- [Directions]
In the copy, every record below must appear exactly as given, and no picture may appear.

Photo-based referring expression data
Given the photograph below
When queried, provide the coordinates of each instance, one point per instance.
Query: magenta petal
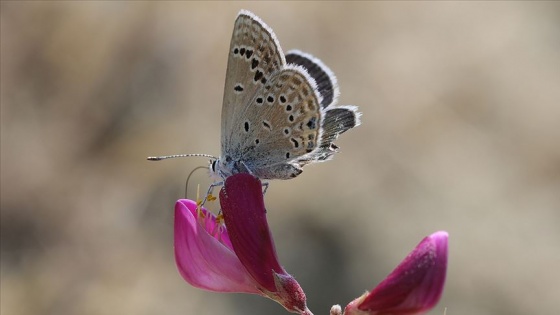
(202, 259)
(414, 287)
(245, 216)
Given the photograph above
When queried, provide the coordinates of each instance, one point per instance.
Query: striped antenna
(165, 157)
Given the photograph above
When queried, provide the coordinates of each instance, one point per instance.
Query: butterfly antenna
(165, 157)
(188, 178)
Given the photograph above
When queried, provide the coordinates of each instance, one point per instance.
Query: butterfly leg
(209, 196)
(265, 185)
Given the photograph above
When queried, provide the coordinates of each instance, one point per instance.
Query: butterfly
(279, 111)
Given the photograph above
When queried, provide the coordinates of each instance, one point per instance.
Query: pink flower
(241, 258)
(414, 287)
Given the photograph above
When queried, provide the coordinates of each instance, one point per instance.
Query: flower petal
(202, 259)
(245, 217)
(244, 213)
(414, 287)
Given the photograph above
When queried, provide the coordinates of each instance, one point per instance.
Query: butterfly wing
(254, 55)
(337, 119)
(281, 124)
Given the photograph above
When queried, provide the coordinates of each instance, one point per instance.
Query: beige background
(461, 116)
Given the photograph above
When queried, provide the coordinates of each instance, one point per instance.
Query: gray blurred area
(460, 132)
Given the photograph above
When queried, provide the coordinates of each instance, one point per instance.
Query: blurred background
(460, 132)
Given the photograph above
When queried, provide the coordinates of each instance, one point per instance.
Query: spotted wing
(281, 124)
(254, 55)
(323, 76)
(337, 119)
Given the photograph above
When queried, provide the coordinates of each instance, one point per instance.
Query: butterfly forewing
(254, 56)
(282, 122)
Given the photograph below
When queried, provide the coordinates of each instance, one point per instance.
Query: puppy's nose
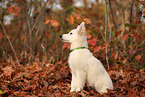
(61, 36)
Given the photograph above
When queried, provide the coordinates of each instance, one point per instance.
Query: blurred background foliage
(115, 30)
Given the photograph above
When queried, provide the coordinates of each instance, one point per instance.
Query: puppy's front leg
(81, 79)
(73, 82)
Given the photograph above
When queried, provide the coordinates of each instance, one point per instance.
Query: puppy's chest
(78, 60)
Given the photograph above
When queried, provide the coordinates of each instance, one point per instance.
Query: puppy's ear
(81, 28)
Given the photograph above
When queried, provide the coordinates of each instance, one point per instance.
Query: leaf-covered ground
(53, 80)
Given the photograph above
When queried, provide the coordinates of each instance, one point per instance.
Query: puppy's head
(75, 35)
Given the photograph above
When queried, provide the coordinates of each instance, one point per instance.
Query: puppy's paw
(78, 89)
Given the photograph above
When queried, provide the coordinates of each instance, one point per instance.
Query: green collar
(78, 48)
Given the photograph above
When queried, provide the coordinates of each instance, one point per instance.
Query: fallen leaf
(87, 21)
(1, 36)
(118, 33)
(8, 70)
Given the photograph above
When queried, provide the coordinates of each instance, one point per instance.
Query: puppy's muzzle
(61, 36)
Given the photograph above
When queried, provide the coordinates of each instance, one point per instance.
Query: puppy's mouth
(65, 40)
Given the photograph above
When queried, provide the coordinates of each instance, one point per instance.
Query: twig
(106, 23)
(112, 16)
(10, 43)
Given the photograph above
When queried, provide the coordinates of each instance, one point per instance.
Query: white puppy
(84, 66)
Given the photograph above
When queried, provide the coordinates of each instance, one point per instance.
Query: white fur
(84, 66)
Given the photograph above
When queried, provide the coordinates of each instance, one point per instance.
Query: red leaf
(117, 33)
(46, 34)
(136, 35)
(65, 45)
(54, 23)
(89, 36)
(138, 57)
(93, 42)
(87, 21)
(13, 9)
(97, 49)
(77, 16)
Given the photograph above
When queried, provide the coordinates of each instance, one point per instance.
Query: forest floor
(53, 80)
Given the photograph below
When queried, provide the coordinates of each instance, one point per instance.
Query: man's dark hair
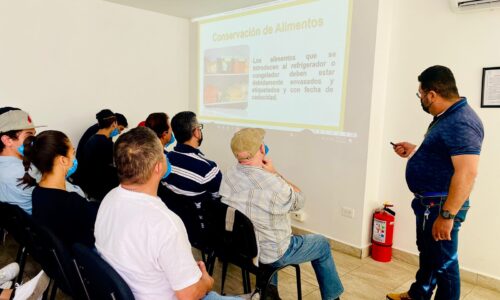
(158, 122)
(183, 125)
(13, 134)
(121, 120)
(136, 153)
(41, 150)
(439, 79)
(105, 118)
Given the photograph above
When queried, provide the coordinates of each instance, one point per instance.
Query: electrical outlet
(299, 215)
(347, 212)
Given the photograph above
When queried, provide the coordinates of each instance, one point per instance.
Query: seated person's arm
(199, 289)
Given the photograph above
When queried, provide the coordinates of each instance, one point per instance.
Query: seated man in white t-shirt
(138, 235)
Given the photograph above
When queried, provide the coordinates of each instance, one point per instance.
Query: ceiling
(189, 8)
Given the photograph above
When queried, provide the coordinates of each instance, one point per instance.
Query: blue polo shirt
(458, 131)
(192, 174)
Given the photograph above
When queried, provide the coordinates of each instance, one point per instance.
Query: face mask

- [Written answer]
Given the photograph below
When queried, provide the coordinates of each instance, one point per instance.
Query: magenta petal
(202, 259)
(414, 287)
(245, 216)
Given the photograph above
When queried, provide the coordinates of each instance, one point per instance.
Query: striped antenna
(165, 157)
Given the photograph above
When queried, provide the coordinates of each instance, one point per instance.
Query: butterfly antenna
(165, 157)
(188, 178)
Given the photograph above
When queried, provide the coordinates of each instance, one point per instance.
Query: butterfly leg
(209, 196)
(265, 185)
Given the photograph above
When queried, provide the coordinates of each instance, one point per instance.
Query: butterfly
(279, 111)
Given the photograph above
When queried, provide the coordinates of each instance, one point per instance.
Query: pink flower
(241, 258)
(414, 287)
Given the photograph above
When queried, provide the coordinates of each instance, one point per instance.
Query: flower petal
(202, 259)
(245, 217)
(244, 213)
(414, 287)
Given the photograph above
When queried, provide the coordinates of each instance, one point per instance.
Query: butterfly wing
(254, 55)
(337, 119)
(281, 124)
Given the photograph above
When queried, provide the coordinates of each instance, one point per instance.
Query: beige background
(461, 116)
Given the photograph above
When queried, provide the coordinates of each instance, one point per instance.
Query: gray blurred area
(460, 132)
Given the photograph above
When queried, provide the coordinates of each instance, one point per instance.
Query: blurred background
(460, 132)
Given the photograph above
When queried, provide the coordinates of each instance, one point per instance.
Query: spotted wing
(281, 124)
(254, 55)
(323, 76)
(337, 119)
Given the photograph above
When queried, provide the coordinates of each instance, one point per instance.
Query: butterfly forewing
(254, 56)
(282, 122)
Given the photograph below
When queried, provide the coordinates of each instance, one point per instance.
Query: puppy's nose
(61, 36)
Given the photograph above
When queried, provide the coordinates of each instance, one point per instance.
Query: blurred background foliage
(115, 30)
Given the photograph above
When queried, provide the coordinates of each instance, one point per instance.
Query: puppy's front leg
(81, 79)
(73, 82)
Given the photograph above
When queried, provide the coordinates of each instance, one point per instance.
Query: puppy's chest
(78, 60)
Given the photograph above
When queried, provide the coordinates of each instance, one point per instance.
Query: puppy's ear
(81, 28)
Given the photograph above
When queried, provide the coordinates of each instance, one point per instance.
Query: leaf-covered ground
(53, 80)
Given the photograph above
When queried, provide the coordinates of each instance, one point per instance.
Query: puppy's head
(75, 35)
Given the photograph above
When queried, provide the coordinates of each instance, one point per instance.
Query: puppy's paw
(78, 89)
Given the photograph above
When queried, provide the coordinates of each instance, one point per instance.
Query: green collar
(78, 48)
Given the photograph above
When queried, provide the coordinates of each instance, one point per instance.
Query: fallen leaf
(87, 21)
(1, 36)
(118, 33)
(8, 70)
Given the photograph above
When queried, provide the coordinates of each instance, one point per instance.
Query: puppy's muzzle
(61, 36)
Given the photograph above
When queried, provide the coordinates of each instance, one point per instance.
Query: puppy's mouth
(65, 40)
Given the photograph above
When queried, provide the coordinates of each instance, one point per instance.
Query: twig
(106, 23)
(112, 16)
(10, 43)
Given the photograph above
When queried, provide the coordinates of each instance, one point per instance.
Query: white puppy
(84, 66)
Given the photograph above
When queried, provide the coordinates of each instance, one point per instance.
Query: white fur
(84, 66)
Given the photograph above
When queried, provide the coordinates of each instance, one point per instance.
Query: red leaf
(117, 33)
(46, 34)
(136, 35)
(65, 45)
(54, 23)
(89, 36)
(138, 57)
(93, 42)
(87, 21)
(13, 9)
(97, 49)
(77, 16)
Given the photograph above
When queried, provide the coordinates of each instance, one point per instance.
Query: forest floor
(53, 80)
Given the photograph below
When queried, provide the coordinates of each instance, one point per instance.
Query: man's dark hair
(158, 122)
(183, 125)
(13, 134)
(121, 120)
(136, 153)
(41, 150)
(439, 79)
(105, 118)
Given the photograph above
When queried, provide the coordinates of each instance, one point per instance.
Query: electrical outlet
(299, 215)
(347, 212)
Given the photograph above
When queried, provide the coordinates of each instance, one point per instance.
Query: seated person's arm
(199, 289)
Given the photograph above
When queried, provide the coordinates of each instance, one point per instance.
Query: seated man in white t-shirt
(138, 235)
Given the photograph above
When queried, provide the coordinates of each instance, one point per instance.
Query: ceiling
(189, 8)
Given the photograph above
When queried, provide the coordinates of each instance, one point per instance.
Query: blue polo shirt
(458, 131)
(192, 174)
Given the photograph above
When queried, provide the coordinates of each instance, one point per instance.
Query: face mask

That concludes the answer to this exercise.